Text provided
* * * *

So get real and take it from me: if you hand this election to Bush, your name among progressives will forever be Ralph Mud. There's too much at stake in this tight election to waste effort on some misty-eyed, long-term tactic.

Ralph Nader, let me help you quit the race
Charlie Clark

MEMO TO: Ralph Nader

FROM: Your Self-Appointed Political Counselor

Gathering dust inside my wallet is my bent-up Public Citizen identification card, which notes that I have been a member of your fine advocacy group since 1984. I carry the card in case of an accident, so that police or emergency medical personnel will be impressed with my progressive activism.

Today I placed that card in an envelope addressed to you, along with this memo containing what I hope is a tactful suggestion: Instead of sending you my $30 membership renewal, how's about I use the money to book a briefing room at the National Press Building for a date in early September? There you can announce, in your own understated style, that you are abandoning your quixotic candidacy for president and throwing your support behind Al Gore.

Look, you've made your point. The Green Party agenda of blasting corporate dominations of our nation's two major parties has generated buckets of news ink. A sizable army of anti-globalization street performers has said amen to your sermon.

Now it's time to serve them and a few other ambitious Americans a reality sandwich. While a smattering of left-liberal voters in Republican-lock states like Texas and Virginia can afford to go to the voting booth and high-mindedly ``send a message," the rest of America has a president to pick.

The harder you work at taking your modern Children's Crusade to the Democrats' bread-and-butter strongholds in California, New York, New England and the Midwest, the more you risk siphoning votes from the semi-progressive Gore and giving aid and succor to the indescribable George W. Bush.

The spoiler role does not become you, Ralph. Many agree that your issues are important. I personally am nerdy enough to have spent Saturday afternoons studying your analyses of such life-of-the-party topics as energy price-gouging, food safety, pollution, medical malpractice and corporate welfare.

* * * *

Problem requirements
Please carry on with the memo urging Ralph Nader to quit the presidential race, starting right after its last sentence.

* * * *

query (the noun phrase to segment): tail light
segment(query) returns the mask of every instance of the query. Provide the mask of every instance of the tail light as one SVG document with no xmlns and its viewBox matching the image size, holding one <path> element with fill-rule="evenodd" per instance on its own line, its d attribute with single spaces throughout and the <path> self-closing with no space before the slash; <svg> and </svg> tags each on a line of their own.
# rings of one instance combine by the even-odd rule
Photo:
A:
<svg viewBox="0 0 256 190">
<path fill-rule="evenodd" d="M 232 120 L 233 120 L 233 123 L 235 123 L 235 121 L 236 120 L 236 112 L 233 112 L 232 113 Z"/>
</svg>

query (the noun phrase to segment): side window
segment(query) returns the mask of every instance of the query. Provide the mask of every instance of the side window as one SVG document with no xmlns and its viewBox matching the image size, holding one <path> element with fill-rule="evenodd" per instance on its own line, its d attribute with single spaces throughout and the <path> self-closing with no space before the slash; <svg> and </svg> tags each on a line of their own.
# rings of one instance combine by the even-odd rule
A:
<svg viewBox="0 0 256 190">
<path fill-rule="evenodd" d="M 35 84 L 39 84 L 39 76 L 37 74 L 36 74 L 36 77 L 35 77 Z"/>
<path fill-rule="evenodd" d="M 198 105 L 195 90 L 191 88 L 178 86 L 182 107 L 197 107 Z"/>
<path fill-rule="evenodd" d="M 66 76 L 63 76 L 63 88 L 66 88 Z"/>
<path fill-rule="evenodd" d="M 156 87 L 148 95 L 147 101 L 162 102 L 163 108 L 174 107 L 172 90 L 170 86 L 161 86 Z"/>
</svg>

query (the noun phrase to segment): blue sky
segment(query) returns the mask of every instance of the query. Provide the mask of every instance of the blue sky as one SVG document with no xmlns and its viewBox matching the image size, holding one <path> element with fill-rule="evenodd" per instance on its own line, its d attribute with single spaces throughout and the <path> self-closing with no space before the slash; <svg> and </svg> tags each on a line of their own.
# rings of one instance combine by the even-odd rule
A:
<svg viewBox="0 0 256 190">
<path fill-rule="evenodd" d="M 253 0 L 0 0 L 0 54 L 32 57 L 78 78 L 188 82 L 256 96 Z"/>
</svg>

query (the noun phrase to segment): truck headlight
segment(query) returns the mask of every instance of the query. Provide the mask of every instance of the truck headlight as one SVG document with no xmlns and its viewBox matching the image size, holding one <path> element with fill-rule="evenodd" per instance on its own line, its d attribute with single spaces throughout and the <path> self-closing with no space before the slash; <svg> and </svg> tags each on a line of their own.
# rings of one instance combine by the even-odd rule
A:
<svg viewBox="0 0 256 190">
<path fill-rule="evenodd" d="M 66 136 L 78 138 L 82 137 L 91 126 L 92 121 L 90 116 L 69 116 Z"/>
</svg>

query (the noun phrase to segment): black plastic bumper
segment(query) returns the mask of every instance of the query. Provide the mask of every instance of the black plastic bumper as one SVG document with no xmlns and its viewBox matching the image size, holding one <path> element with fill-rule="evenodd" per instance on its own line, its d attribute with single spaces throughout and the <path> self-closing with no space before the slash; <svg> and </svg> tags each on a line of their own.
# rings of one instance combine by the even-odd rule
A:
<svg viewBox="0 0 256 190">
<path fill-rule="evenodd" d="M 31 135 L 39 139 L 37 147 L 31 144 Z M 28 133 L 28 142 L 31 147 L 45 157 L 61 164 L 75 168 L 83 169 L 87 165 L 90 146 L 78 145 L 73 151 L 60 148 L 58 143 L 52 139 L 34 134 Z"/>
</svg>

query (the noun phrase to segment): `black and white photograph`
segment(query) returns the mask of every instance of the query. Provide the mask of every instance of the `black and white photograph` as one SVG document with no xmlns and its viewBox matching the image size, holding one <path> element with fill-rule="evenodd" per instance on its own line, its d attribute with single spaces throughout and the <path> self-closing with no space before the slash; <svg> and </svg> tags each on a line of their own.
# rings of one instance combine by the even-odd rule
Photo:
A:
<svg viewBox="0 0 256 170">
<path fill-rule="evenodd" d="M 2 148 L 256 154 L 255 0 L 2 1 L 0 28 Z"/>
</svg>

* * * *

Exercise result
But I don't buy it when you claim with a straight face that there are no differences between Tweedle-Gore and Tweedle-Bush. Any checklist of current mainstream issues, including tax cuts, abortion, privatizing Social Security, prescription drugs, a patient's bill of rights, school vouchers, missile defense and campaign finance reform, shows that Democrats and Republicans have night-and-day positions.

And your recent dismissal of concerns about the next president's likely Supreme Court appointments - well, perhaps you missed Bush's statement that one of his favorite justices is Clarence Thomas.

What rankles many about your Walter Mitty candidacy is your apparent contempt for average Americans' political culture. It is the country, not just ``sell-out" politicians, that has moved center-rightward over the past two decades, with no shortage of liberal ``voices in the wilderness" imploring the masses not to.

Also, people care about a candidate's character, personality, religion, family, life story, speaking style and sense of humor. Your admirable ascetic existence as head monk of consumer activism is not exactly like having been born in a log cabin.

Who would form your political base in Congress: Vermont socialist Bernie Sanders? Who would serve in your Cabinet other than such household names as Joan Claybrook and Sydney Wolfe?

Finally, I object to your dismissal of the Commission on Presidential Debates as a wholly owned subsidiary of the major parties and corporations. Yes, it nixed participation by you and your mirror image, Reform Party candidate Pat Buchanan, because you never reached 15 percent in any poll.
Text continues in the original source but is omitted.